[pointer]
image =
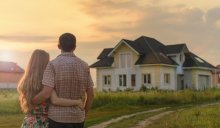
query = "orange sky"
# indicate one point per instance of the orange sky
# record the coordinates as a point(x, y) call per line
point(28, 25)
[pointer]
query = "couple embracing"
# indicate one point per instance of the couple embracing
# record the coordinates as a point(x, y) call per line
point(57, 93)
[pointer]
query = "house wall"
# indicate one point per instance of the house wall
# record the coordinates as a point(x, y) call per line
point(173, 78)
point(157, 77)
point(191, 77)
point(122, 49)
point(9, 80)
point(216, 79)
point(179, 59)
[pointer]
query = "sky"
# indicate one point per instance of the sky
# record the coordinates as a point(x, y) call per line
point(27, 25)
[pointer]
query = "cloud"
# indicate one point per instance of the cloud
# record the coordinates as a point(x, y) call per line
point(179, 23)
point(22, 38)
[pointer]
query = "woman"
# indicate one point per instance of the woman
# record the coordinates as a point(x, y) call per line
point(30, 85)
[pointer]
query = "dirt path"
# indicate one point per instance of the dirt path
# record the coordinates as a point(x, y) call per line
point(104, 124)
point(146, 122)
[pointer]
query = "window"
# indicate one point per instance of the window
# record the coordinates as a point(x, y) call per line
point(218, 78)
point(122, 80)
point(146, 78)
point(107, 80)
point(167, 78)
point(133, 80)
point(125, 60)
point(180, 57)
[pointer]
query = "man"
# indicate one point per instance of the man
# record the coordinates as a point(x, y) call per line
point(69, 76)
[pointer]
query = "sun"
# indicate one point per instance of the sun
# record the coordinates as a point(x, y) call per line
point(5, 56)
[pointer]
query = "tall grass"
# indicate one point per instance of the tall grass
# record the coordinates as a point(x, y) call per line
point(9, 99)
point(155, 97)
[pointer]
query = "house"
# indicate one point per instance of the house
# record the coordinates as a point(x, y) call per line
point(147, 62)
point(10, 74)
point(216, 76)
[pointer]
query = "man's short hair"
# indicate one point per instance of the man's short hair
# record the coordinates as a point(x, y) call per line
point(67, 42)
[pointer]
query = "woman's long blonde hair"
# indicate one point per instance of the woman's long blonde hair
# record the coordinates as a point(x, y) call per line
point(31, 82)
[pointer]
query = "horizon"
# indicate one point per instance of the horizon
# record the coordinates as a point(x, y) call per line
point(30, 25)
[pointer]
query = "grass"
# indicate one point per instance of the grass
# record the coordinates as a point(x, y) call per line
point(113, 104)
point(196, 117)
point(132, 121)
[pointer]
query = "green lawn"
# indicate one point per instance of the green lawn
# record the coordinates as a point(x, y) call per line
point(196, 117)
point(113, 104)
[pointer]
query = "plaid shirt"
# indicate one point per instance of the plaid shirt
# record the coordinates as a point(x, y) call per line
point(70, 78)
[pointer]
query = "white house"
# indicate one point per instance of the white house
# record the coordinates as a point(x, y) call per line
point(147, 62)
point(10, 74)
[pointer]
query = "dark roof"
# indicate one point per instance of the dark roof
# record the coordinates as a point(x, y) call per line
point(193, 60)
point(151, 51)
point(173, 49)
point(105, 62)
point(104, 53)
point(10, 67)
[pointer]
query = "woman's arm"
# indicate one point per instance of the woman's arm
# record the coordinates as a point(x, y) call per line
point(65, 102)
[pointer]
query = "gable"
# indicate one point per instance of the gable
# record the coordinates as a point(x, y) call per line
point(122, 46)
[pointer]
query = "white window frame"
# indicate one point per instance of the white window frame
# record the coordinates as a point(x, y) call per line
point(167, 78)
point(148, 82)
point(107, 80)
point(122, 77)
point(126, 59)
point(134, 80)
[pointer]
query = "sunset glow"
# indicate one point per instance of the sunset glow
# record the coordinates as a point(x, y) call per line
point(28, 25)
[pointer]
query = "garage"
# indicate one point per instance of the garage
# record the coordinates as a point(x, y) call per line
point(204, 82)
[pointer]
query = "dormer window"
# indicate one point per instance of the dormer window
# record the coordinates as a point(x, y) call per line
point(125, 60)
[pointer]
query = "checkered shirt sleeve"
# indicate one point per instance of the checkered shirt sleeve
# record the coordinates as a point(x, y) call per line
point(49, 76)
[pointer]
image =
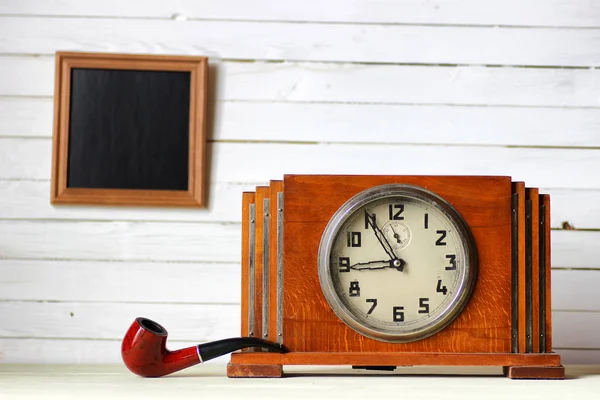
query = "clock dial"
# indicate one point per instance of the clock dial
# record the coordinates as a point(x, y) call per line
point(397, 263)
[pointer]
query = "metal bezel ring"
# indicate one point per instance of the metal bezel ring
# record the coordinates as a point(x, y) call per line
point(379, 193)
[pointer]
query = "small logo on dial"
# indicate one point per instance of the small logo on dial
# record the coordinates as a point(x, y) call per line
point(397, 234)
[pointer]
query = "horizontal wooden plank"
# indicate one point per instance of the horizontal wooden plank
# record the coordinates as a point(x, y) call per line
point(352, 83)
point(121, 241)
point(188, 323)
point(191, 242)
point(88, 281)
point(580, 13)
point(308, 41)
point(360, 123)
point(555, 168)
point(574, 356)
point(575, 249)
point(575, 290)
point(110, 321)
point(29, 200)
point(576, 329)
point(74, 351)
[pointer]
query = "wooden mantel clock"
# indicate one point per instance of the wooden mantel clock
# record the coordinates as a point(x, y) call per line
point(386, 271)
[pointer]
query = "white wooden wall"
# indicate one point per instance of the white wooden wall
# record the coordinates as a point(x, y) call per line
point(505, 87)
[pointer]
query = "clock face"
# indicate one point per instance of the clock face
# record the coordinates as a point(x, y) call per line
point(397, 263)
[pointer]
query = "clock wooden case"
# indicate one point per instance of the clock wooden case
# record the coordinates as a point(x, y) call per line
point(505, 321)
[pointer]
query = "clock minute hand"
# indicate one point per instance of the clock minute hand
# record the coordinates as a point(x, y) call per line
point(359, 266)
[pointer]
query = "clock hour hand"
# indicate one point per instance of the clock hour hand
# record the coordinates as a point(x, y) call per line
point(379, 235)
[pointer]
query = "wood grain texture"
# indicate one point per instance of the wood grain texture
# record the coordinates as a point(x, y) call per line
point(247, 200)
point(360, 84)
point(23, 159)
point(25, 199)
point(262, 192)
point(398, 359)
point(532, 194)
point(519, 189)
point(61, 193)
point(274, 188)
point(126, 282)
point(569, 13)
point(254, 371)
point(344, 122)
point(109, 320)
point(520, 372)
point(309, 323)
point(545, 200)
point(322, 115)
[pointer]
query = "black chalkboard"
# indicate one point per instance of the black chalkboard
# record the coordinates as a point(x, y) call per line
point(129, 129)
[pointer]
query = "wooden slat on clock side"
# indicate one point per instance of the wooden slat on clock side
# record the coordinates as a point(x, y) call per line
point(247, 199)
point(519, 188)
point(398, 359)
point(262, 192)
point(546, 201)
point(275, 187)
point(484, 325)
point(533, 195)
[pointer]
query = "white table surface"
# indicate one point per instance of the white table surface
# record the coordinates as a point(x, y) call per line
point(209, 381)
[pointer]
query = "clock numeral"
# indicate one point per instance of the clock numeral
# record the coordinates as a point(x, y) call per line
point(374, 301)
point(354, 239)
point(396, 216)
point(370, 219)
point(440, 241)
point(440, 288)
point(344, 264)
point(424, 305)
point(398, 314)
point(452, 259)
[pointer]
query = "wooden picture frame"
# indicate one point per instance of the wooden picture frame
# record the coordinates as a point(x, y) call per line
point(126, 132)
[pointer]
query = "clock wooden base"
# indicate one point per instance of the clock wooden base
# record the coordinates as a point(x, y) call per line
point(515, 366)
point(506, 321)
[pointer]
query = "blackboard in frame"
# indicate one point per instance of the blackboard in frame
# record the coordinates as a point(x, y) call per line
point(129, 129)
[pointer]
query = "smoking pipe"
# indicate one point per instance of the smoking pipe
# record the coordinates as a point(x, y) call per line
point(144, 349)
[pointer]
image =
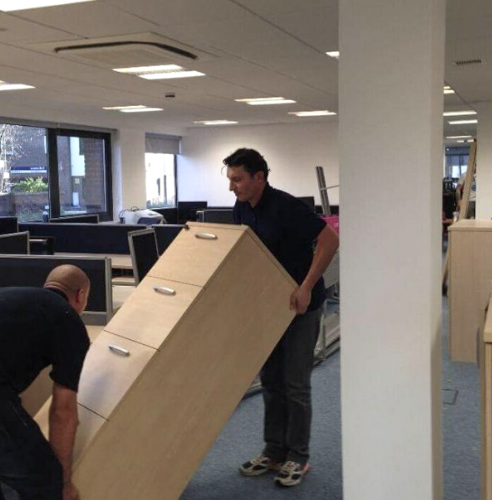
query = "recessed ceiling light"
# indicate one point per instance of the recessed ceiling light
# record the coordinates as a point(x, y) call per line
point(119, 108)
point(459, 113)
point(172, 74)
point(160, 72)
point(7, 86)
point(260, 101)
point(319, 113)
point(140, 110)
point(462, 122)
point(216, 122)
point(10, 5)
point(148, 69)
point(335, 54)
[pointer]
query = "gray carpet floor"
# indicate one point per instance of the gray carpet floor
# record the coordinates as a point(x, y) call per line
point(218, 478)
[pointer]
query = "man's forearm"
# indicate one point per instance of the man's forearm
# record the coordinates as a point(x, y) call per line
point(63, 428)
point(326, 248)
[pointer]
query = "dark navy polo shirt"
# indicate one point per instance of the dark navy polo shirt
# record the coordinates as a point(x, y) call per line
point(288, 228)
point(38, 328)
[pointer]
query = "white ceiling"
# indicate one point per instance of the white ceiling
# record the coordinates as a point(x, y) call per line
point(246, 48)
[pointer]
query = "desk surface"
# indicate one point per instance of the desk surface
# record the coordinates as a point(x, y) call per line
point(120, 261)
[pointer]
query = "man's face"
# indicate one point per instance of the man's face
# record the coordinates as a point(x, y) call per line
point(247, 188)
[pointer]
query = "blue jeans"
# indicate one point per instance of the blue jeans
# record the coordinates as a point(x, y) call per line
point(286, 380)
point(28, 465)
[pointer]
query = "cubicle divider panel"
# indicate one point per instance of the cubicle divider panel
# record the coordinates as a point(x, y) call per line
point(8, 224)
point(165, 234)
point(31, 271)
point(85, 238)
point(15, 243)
┄┄┄┄┄┄┄┄┄┄
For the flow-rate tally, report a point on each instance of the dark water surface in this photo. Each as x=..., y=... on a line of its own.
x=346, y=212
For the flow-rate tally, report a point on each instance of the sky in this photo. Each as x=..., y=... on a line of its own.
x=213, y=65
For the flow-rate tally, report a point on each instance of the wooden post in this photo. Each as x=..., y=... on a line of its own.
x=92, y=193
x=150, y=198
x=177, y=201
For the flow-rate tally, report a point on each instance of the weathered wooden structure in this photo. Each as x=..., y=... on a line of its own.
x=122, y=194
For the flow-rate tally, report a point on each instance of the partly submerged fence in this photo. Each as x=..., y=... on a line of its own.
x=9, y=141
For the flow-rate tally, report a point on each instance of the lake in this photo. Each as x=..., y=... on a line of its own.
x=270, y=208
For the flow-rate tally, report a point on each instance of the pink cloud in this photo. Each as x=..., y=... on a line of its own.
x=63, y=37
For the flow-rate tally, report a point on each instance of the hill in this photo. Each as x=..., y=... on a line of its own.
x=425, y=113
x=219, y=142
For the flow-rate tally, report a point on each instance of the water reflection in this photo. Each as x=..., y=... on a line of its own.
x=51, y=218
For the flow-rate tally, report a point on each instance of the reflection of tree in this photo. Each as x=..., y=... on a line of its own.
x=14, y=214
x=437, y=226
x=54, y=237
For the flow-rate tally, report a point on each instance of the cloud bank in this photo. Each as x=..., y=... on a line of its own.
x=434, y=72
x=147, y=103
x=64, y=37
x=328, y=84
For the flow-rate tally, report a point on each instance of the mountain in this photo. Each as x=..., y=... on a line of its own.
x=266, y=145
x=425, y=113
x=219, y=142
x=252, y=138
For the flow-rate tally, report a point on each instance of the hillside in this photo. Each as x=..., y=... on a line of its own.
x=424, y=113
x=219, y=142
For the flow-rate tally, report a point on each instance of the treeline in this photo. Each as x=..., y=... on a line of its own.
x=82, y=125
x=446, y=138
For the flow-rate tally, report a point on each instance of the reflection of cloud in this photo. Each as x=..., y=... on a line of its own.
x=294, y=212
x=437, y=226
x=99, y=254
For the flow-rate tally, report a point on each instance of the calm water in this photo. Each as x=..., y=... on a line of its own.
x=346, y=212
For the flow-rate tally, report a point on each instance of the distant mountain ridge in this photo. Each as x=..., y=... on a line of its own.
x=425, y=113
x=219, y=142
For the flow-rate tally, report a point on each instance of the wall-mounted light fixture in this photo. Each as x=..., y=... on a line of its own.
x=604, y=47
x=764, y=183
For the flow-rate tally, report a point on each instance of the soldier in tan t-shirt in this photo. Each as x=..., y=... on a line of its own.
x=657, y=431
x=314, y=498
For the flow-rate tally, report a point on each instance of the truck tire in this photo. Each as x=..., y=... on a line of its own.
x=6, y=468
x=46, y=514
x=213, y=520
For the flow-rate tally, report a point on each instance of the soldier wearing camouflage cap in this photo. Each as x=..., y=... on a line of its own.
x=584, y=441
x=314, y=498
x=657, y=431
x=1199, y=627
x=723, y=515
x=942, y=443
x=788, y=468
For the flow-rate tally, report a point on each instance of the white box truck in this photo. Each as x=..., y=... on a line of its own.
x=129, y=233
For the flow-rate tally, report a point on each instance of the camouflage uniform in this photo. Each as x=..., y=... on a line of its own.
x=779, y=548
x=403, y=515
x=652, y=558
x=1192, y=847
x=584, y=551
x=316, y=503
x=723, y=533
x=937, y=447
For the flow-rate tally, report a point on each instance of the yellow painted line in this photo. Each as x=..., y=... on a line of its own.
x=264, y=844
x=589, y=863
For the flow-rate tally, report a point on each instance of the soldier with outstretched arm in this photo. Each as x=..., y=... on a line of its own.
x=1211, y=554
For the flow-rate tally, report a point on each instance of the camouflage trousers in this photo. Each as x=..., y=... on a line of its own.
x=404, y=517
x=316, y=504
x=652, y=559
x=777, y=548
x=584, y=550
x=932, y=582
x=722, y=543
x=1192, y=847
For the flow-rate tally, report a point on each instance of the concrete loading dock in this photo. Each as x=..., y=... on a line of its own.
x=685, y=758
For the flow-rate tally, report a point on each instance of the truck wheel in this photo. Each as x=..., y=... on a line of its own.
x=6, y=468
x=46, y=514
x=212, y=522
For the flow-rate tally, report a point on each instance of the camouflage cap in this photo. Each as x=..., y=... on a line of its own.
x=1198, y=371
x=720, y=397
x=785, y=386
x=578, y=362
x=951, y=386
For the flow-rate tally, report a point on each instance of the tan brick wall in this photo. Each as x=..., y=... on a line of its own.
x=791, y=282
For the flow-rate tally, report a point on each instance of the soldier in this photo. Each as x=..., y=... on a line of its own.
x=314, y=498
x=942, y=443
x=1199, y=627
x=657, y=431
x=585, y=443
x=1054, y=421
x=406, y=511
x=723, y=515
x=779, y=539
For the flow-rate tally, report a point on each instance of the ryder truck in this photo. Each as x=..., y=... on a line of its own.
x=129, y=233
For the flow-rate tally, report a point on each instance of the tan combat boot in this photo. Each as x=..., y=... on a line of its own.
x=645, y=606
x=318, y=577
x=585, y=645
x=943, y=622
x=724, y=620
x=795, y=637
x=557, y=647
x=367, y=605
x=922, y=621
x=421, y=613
┄┄┄┄┄┄┄┄┄┄
> _Task item_: Show every line of the records above that contains the word "carpet".

> _Completed exercise_:
query = "gray carpet floor"
# indicate one point per instance of the gray carpet floor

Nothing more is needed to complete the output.